Part of a data file

○ ○ ○ ○ ○

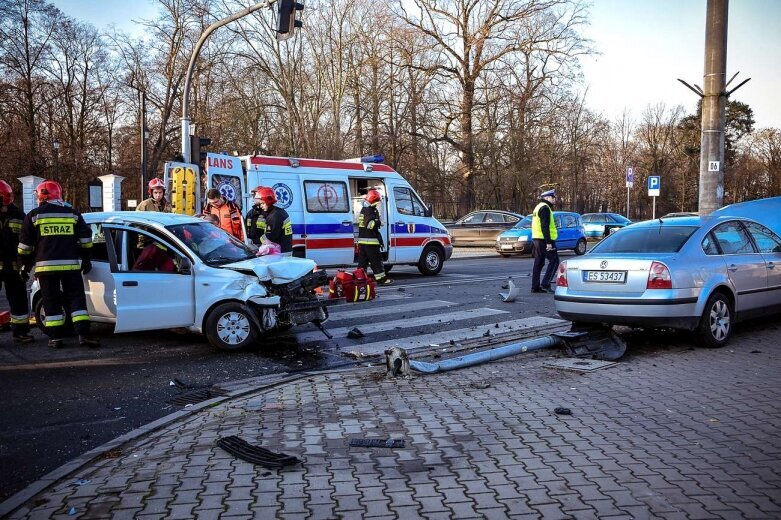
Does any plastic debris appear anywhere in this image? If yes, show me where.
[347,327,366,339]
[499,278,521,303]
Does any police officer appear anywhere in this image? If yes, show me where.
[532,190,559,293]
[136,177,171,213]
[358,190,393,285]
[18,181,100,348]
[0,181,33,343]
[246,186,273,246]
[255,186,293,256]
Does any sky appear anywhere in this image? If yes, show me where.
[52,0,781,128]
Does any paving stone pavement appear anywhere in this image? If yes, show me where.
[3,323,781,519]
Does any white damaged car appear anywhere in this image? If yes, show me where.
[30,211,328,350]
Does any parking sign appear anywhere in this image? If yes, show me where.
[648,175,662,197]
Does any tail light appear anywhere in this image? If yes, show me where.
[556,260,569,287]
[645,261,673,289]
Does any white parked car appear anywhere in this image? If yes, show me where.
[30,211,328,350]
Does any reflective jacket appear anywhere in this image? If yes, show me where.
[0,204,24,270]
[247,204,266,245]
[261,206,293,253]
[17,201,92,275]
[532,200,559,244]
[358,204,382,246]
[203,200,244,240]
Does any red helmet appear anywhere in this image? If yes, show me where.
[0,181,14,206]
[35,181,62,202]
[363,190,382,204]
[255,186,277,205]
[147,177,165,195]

○ ○ ○ ○ ○

EXERCISE DESCRIPTION |
Write out everything from the row containing "Does any white damaged" down to the last row, requests included, with 117 added to every number in the bounding box coordinates.

TASK OUTPUT |
Does any white damaged car appear anywhere in this image? If yes, show me where.
[147,328,445,467]
Does any parking sign appear anywhere in this image? If yes, show me where.
[765,292,779,314]
Does any tail light appear anywhere in this image? If yes, show me where.
[673,377,686,404]
[762,378,790,406]
Does any white parked car appear anywhere in this image? If yes, show me where.
[147,328,445,467]
Does any reflective jacket appear anywhere in this image? If yes, show me where.
[117,321,141,387]
[364,321,383,362]
[378,323,410,370]
[134,318,209,392]
[649,317,676,361]
[475,321,499,363]
[320,317,361,357]
Does any red helmet appear anywhere in this image? If yes, show me where.
[117,298,131,323]
[152,298,179,319]
[480,307,499,321]
[372,303,394,322]
[264,294,282,312]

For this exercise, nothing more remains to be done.